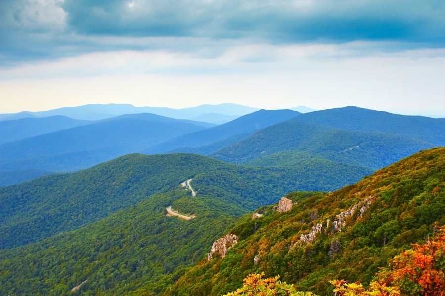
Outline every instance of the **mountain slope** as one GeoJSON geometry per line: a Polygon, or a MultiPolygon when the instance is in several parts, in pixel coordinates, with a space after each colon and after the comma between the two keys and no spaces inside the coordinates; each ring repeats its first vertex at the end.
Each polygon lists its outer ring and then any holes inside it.
{"type": "Polygon", "coordinates": [[[191,178],[198,195],[236,205],[234,214],[240,215],[291,191],[332,190],[369,173],[352,166],[319,168],[244,167],[193,154],[126,155],[72,174],[0,188],[0,248],[79,228],[191,178]]]}
{"type": "Polygon", "coordinates": [[[397,115],[348,106],[315,111],[293,120],[352,131],[401,135],[429,142],[435,146],[445,145],[445,118],[397,115]]]}
{"type": "Polygon", "coordinates": [[[77,119],[97,120],[125,114],[150,113],[178,119],[190,119],[203,114],[216,113],[222,115],[241,116],[255,112],[254,108],[236,104],[204,104],[181,109],[166,107],[136,107],[129,104],[87,104],[74,107],[63,107],[40,112],[24,111],[16,114],[0,114],[0,120],[24,117],[45,117],[62,115],[77,119]]]}
{"type": "MultiPolygon", "coordinates": [[[[178,137],[143,150],[145,154],[166,153],[171,151],[183,152],[183,149],[197,148],[220,142],[236,135],[259,130],[275,123],[294,117],[299,113],[292,110],[262,109],[224,124],[178,137]]],[[[194,152],[194,151],[193,151],[194,152]]],[[[206,151],[206,152],[210,152],[206,151]]]]}
{"type": "Polygon", "coordinates": [[[91,123],[63,116],[0,121],[0,144],[91,123]]]}
{"type": "Polygon", "coordinates": [[[209,123],[154,114],[125,115],[0,145],[0,172],[72,171],[137,152],[209,123]]]}
{"type": "Polygon", "coordinates": [[[368,284],[389,259],[430,236],[435,223],[445,224],[445,148],[334,192],[287,197],[294,201],[290,211],[263,207],[262,217],[245,216],[230,231],[239,239],[226,257],[202,260],[164,295],[220,295],[262,272],[319,295],[330,295],[335,279],[368,284]]]}
{"type": "Polygon", "coordinates": [[[228,213],[234,210],[218,199],[193,198],[178,188],[76,230],[0,250],[0,295],[158,293],[233,225],[235,219],[228,213]],[[194,209],[196,218],[186,221],[166,215],[166,207],[183,204],[194,209]]]}
{"type": "Polygon", "coordinates": [[[295,150],[375,170],[434,146],[402,136],[334,129],[293,119],[263,129],[210,156],[246,163],[278,152],[295,150]]]}

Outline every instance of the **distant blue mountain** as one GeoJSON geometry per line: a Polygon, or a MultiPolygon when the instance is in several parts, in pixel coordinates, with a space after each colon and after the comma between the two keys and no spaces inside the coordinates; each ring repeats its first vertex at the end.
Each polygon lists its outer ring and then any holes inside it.
{"type": "Polygon", "coordinates": [[[0,144],[94,123],[60,115],[0,121],[0,144]]]}
{"type": "Polygon", "coordinates": [[[232,144],[233,142],[223,142],[231,137],[242,135],[241,137],[232,138],[236,141],[240,141],[248,137],[253,132],[289,120],[299,114],[296,111],[287,109],[261,109],[224,124],[168,140],[146,149],[142,153],[152,154],[174,151],[206,155],[222,147],[232,144]],[[223,146],[212,145],[218,142],[220,142],[220,144],[222,144],[223,146]],[[205,148],[202,147],[207,146],[208,146],[205,148]]]}
{"type": "MultiPolygon", "coordinates": [[[[263,129],[210,156],[235,164],[248,163],[258,159],[254,162],[258,165],[280,161],[291,163],[295,160],[295,154],[268,155],[287,151],[301,151],[311,157],[375,170],[420,150],[438,146],[421,139],[399,134],[348,130],[299,121],[306,115],[263,129]],[[263,157],[268,158],[260,161],[263,157]]],[[[445,129],[441,133],[442,135],[445,129]]],[[[425,134],[430,131],[424,129],[425,134]]]]}
{"type": "Polygon", "coordinates": [[[180,109],[167,107],[139,107],[128,104],[96,104],[63,107],[40,112],[24,111],[16,114],[0,114],[0,120],[25,117],[44,117],[57,115],[77,119],[97,120],[125,114],[140,113],[150,113],[178,119],[191,119],[209,113],[216,113],[220,116],[242,116],[257,110],[258,108],[229,103],[218,105],[204,104],[180,109]]]}
{"type": "Polygon", "coordinates": [[[445,146],[445,118],[397,115],[348,106],[315,111],[293,120],[351,131],[402,135],[445,146]]]}
{"type": "Polygon", "coordinates": [[[297,106],[296,107],[292,107],[292,108],[289,108],[291,110],[294,110],[295,111],[297,111],[297,112],[300,112],[301,113],[309,113],[310,112],[313,112],[314,111],[316,111],[316,109],[314,109],[313,108],[310,108],[309,107],[307,107],[306,106],[297,106]]]}
{"type": "Polygon", "coordinates": [[[150,114],[124,115],[1,145],[0,172],[75,171],[214,126],[150,114]]]}

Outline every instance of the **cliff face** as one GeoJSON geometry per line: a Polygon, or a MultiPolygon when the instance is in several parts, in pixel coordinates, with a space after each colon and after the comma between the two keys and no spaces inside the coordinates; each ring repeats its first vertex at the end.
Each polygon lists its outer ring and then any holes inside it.
{"type": "Polygon", "coordinates": [[[292,208],[292,201],[286,197],[282,197],[278,202],[277,211],[278,212],[287,212],[292,208]]]}
{"type": "Polygon", "coordinates": [[[213,259],[214,254],[220,254],[222,258],[225,257],[227,251],[238,242],[238,236],[234,234],[227,234],[213,243],[210,253],[207,254],[209,261],[213,259]]]}

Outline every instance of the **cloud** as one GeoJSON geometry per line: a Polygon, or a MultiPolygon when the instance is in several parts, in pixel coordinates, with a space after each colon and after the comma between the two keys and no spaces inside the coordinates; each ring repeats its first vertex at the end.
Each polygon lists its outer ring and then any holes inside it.
{"type": "Polygon", "coordinates": [[[0,60],[129,50],[212,55],[234,43],[443,47],[444,15],[443,0],[3,0],[0,60]]]}

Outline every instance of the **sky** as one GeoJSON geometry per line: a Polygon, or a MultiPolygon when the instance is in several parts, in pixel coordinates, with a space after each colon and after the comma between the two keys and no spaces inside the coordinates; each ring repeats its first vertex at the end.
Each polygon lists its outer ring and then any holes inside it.
{"type": "Polygon", "coordinates": [[[445,1],[0,0],[0,113],[225,102],[445,117],[445,1]]]}

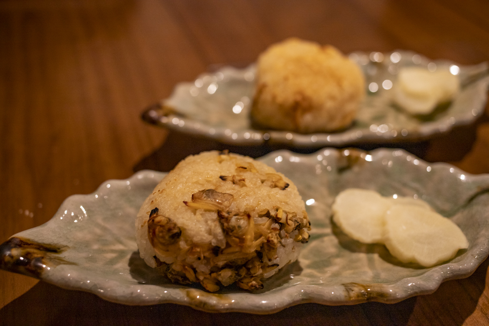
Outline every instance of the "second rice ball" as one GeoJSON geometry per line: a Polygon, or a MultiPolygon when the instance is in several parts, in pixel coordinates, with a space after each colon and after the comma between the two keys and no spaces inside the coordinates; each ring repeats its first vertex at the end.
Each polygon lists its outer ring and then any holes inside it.
{"type": "Polygon", "coordinates": [[[363,75],[331,45],[292,38],[257,64],[251,119],[259,127],[307,133],[350,126],[365,97],[363,75]]]}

• Task description
Reproduce all of the records above word for word, omitting the pictures.

• Exercise result
Outline every instance of the **mountain slope** as one GeoJSON geometry per line: a Polygon, or a MultiPolygon when the instance is in several parts, in pixel coordinates, with a space after each colon and after the comma between the two keys and no spaces inside the coordinates; each ring repeats its first vertex at the end.
Each polygon lists its outer ring and then any holes inside it.
{"type": "Polygon", "coordinates": [[[191,178],[198,195],[236,205],[234,214],[240,215],[291,191],[332,190],[369,173],[352,166],[319,168],[244,167],[193,154],[126,155],[72,174],[0,188],[0,248],[79,228],[191,178]]]}
{"type": "Polygon", "coordinates": [[[397,115],[348,106],[315,111],[293,120],[352,131],[401,135],[429,142],[435,146],[445,145],[445,118],[397,115]]]}
{"type": "Polygon", "coordinates": [[[77,119],[97,120],[125,114],[150,113],[178,119],[190,119],[203,114],[216,113],[222,115],[241,116],[255,112],[254,108],[236,104],[204,104],[181,109],[166,107],[136,107],[129,104],[87,104],[74,107],[63,107],[40,112],[24,111],[16,114],[0,114],[0,120],[24,117],[45,117],[62,115],[77,119]]]}
{"type": "MultiPolygon", "coordinates": [[[[178,137],[143,150],[145,154],[166,153],[171,151],[183,152],[183,149],[197,148],[220,142],[236,135],[259,130],[275,123],[294,117],[299,113],[292,110],[262,109],[224,124],[178,137]]],[[[194,152],[194,151],[193,151],[194,152]]],[[[206,151],[206,152],[210,152],[206,151]]]]}
{"type": "Polygon", "coordinates": [[[91,123],[63,116],[0,121],[0,144],[91,123]]]}
{"type": "Polygon", "coordinates": [[[209,123],[154,114],[125,115],[0,145],[0,172],[72,171],[137,152],[209,123]]]}
{"type": "Polygon", "coordinates": [[[368,284],[389,259],[430,236],[435,223],[445,224],[445,148],[334,192],[287,197],[294,201],[290,211],[263,207],[262,217],[245,216],[230,231],[239,239],[226,257],[202,260],[164,295],[220,295],[262,272],[319,295],[330,295],[335,279],[368,284]]]}
{"type": "Polygon", "coordinates": [[[228,213],[234,210],[218,199],[193,198],[178,188],[76,230],[0,250],[0,295],[158,293],[233,225],[235,219],[228,213]],[[194,209],[196,218],[186,221],[166,215],[166,207],[183,204],[194,209]]]}
{"type": "Polygon", "coordinates": [[[295,150],[375,170],[434,146],[402,136],[334,129],[293,119],[263,129],[210,156],[246,163],[278,152],[295,150]]]}

Outline every instance of the **distant blue mountain** as one GeoJSON geometry per line: a Polygon, or a MultiPolygon when the instance is in several parts, in pixel coordinates, with a space after each colon and after the comma between the two keys and no spaces inside the coordinates; each ring repeats its first vertex at the end.
Each polygon lists its outer ring and then any holes inside it.
{"type": "Polygon", "coordinates": [[[0,144],[94,123],[60,115],[0,121],[0,144]]]}
{"type": "Polygon", "coordinates": [[[232,144],[233,142],[223,142],[231,137],[242,135],[241,137],[232,138],[236,141],[240,141],[248,137],[253,132],[289,120],[299,114],[296,111],[287,109],[261,109],[224,124],[168,140],[146,149],[142,153],[152,154],[174,151],[206,155],[222,147],[232,144]],[[223,146],[212,145],[218,142],[220,142],[220,144],[222,144],[223,146]],[[205,148],[202,147],[207,146],[208,146],[205,148]]]}
{"type": "MultiPolygon", "coordinates": [[[[263,129],[210,156],[235,164],[248,163],[258,159],[254,162],[258,165],[280,161],[291,163],[295,160],[295,154],[268,155],[287,151],[301,151],[311,157],[375,170],[420,150],[438,146],[421,139],[399,134],[348,130],[299,121],[306,115],[263,129]],[[263,157],[268,158],[260,161],[263,157]]],[[[445,129],[441,133],[442,135],[445,129]]],[[[425,134],[430,131],[424,129],[425,134]]]]}
{"type": "Polygon", "coordinates": [[[180,109],[167,107],[139,107],[128,104],[96,104],[63,107],[40,112],[24,111],[16,114],[0,114],[0,120],[25,117],[44,117],[57,115],[77,119],[97,120],[125,114],[140,113],[150,113],[178,119],[191,119],[209,113],[216,113],[220,116],[242,116],[257,110],[258,108],[229,103],[218,105],[204,104],[180,109]]]}
{"type": "Polygon", "coordinates": [[[445,146],[445,118],[397,115],[348,106],[315,111],[293,120],[351,131],[402,135],[445,146]]]}
{"type": "Polygon", "coordinates": [[[297,106],[296,107],[292,107],[292,108],[289,108],[291,110],[294,110],[295,111],[297,111],[297,112],[300,112],[301,113],[309,113],[310,112],[313,112],[314,111],[316,111],[316,109],[314,109],[313,108],[310,108],[309,107],[307,107],[306,106],[297,106]]]}
{"type": "Polygon", "coordinates": [[[150,114],[124,115],[1,145],[0,172],[75,171],[214,126],[150,114]]]}

Outline every instance of the **cliff face** as one GeoJSON geometry per line: a Polygon, or a MultiPolygon when the instance is in several parts, in pixel coordinates, with a space after each colon and after the comma between the two keys and no spaces inside the coordinates; each ring repeats its first vertex at the end.
Each polygon lists its outer ring and then any holes inside it.
{"type": "Polygon", "coordinates": [[[292,208],[292,201],[286,197],[282,197],[278,202],[277,211],[278,212],[287,212],[292,208]]]}
{"type": "Polygon", "coordinates": [[[213,259],[214,254],[220,254],[222,258],[225,257],[227,251],[238,242],[238,236],[234,234],[227,234],[213,243],[210,253],[207,254],[209,261],[213,259]]]}

Outline every instance of the **cloud** as one GeoJSON geometry per line: a Polygon, or a MultiPolygon when the instance is in several parts, in pixel coordinates, with a space after each colon and after the comma between the two keys and no spaces inside the coordinates; each ring repeats its first vertex at the end.
Each polygon lists its outer ring and then any holes inside it.
{"type": "Polygon", "coordinates": [[[0,60],[129,50],[212,55],[234,43],[443,47],[444,15],[443,0],[3,0],[0,60]]]}

Outline every instance of the **sky** as one GeoJSON geometry per line: a Polygon, or a MultiPolygon when the instance is in several parts, in pixel coordinates, with a space after each colon and after the comma between the two keys and no spaces inside the coordinates; each ring repeats its first vertex at the end.
Each polygon lists its outer ring and then any holes inside it.
{"type": "Polygon", "coordinates": [[[445,1],[0,0],[0,113],[225,102],[445,117],[445,1]]]}

Outline every instance of the "second rice ball" as one GeoJSON geometry per line: a Polygon, or a MultiPolygon when the instance is in several parts, in pixel coordinates, with a space after each colon and after the comma between the two keys and no spaces inside the coordinates; each ring repeats its first vertex at the end.
Each polygon lists its outer ring and then any holes inside it.
{"type": "Polygon", "coordinates": [[[363,75],[331,45],[292,38],[257,64],[251,119],[259,127],[307,133],[350,126],[365,97],[363,75]]]}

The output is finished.